Task instructions
Return the entries exactly. Images are not part of the copy.

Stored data

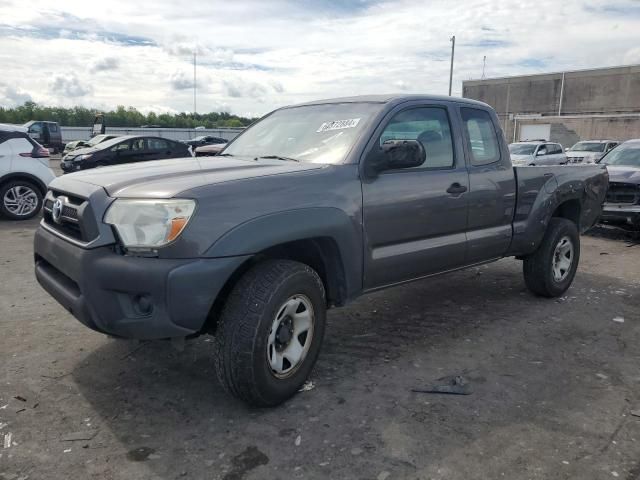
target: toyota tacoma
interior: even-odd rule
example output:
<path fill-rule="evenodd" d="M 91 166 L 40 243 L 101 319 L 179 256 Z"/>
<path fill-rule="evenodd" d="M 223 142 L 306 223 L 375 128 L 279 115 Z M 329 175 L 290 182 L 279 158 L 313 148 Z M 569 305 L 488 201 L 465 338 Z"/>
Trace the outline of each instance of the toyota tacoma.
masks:
<path fill-rule="evenodd" d="M 220 155 L 55 179 L 35 274 L 115 337 L 214 335 L 220 383 L 253 405 L 298 391 L 326 311 L 503 257 L 536 295 L 571 285 L 606 167 L 512 167 L 495 112 L 436 96 L 278 109 Z"/>

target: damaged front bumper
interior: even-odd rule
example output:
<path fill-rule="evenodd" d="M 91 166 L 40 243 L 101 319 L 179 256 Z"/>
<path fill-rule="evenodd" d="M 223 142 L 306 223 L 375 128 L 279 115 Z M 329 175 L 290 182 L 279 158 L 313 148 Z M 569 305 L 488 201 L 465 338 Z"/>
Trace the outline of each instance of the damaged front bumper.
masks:
<path fill-rule="evenodd" d="M 87 327 L 117 337 L 185 337 L 202 330 L 218 293 L 248 257 L 158 259 L 82 248 L 40 227 L 40 285 Z"/>

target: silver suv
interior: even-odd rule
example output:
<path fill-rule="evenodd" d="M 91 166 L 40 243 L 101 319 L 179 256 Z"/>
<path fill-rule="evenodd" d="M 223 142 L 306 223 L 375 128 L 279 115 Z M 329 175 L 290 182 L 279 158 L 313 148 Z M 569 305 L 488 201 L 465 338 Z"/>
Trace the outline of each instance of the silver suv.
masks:
<path fill-rule="evenodd" d="M 54 178 L 49 150 L 25 127 L 0 124 L 0 214 L 11 220 L 34 217 Z"/>
<path fill-rule="evenodd" d="M 618 146 L 616 140 L 584 140 L 567 148 L 569 163 L 598 163 L 605 153 Z"/>
<path fill-rule="evenodd" d="M 545 140 L 531 140 L 509 145 L 511 163 L 516 166 L 565 165 L 567 155 L 562 145 Z"/>

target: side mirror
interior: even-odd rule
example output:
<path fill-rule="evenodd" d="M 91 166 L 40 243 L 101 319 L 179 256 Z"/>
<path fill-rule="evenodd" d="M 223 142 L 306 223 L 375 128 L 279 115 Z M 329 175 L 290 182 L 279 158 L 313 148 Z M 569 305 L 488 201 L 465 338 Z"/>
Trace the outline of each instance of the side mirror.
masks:
<path fill-rule="evenodd" d="M 387 140 L 381 150 L 378 171 L 419 167 L 427 159 L 422 143 L 417 140 Z"/>
<path fill-rule="evenodd" d="M 564 151 L 568 152 L 569 151 L 569 147 L 565 147 Z"/>
<path fill-rule="evenodd" d="M 540 149 L 538 150 L 538 153 L 536 153 L 536 157 L 541 157 L 546 154 L 547 154 L 547 151 L 545 149 Z"/>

Completed task
target: toyota tacoma
interior: even-odd rule
example output:
<path fill-rule="evenodd" d="M 91 166 L 40 243 L 101 319 L 179 256 Z"/>
<path fill-rule="evenodd" d="M 223 142 L 306 223 L 375 128 L 279 115 Z M 329 175 L 290 182 L 279 158 L 313 148 Z M 569 305 L 488 201 L 465 338 Z"/>
Trace the outline of each instance of the toyota tacoma.
masks:
<path fill-rule="evenodd" d="M 220 155 L 55 179 L 35 274 L 115 337 L 214 335 L 220 383 L 253 405 L 298 391 L 326 311 L 503 257 L 536 295 L 571 285 L 606 167 L 512 167 L 495 112 L 436 96 L 278 109 Z"/>

target: damaged front bumper
interior: even-odd rule
example output:
<path fill-rule="evenodd" d="M 91 166 L 40 243 L 101 319 L 179 256 Z"/>
<path fill-rule="evenodd" d="M 223 142 L 306 223 L 375 128 L 279 115 Z M 329 175 L 290 182 L 279 158 L 313 148 Z M 569 305 L 488 201 L 465 338 Z"/>
Trace the outline of each instance of the damaged front bumper.
masks:
<path fill-rule="evenodd" d="M 87 327 L 117 337 L 185 337 L 202 330 L 218 293 L 248 257 L 158 259 L 82 248 L 40 227 L 40 285 Z"/>

target: silver suv
interior: even-odd rule
example output:
<path fill-rule="evenodd" d="M 91 166 L 40 243 L 101 319 L 179 256 Z"/>
<path fill-rule="evenodd" d="M 223 142 L 306 223 L 375 128 L 279 115 Z M 329 175 L 290 182 L 279 158 L 313 148 Z M 569 305 L 488 201 L 465 338 Z"/>
Trace the outline of each instance of the silver suv.
masks:
<path fill-rule="evenodd" d="M 54 178 L 49 150 L 25 127 L 0 124 L 0 214 L 11 220 L 34 217 Z"/>
<path fill-rule="evenodd" d="M 618 146 L 616 140 L 584 140 L 567 148 L 569 163 L 598 163 L 605 153 Z"/>
<path fill-rule="evenodd" d="M 545 140 L 531 140 L 509 145 L 511 163 L 516 166 L 565 165 L 567 155 L 562 145 Z"/>

target: side mirror
interior: even-odd rule
example output:
<path fill-rule="evenodd" d="M 91 166 L 40 243 L 101 319 L 179 256 Z"/>
<path fill-rule="evenodd" d="M 223 142 L 306 223 L 375 128 L 279 115 Z M 329 175 L 290 182 L 279 158 L 313 148 Z M 569 305 L 488 201 L 465 338 Z"/>
Trace the outline of each instance of the side mirror.
masks:
<path fill-rule="evenodd" d="M 387 140 L 381 150 L 378 171 L 419 167 L 427 159 L 422 143 L 417 140 Z"/>
<path fill-rule="evenodd" d="M 564 151 L 568 152 L 569 151 L 569 147 L 565 147 Z"/>
<path fill-rule="evenodd" d="M 540 149 L 538 150 L 538 153 L 536 153 L 536 157 L 541 157 L 546 154 L 547 154 L 547 151 L 545 149 Z"/>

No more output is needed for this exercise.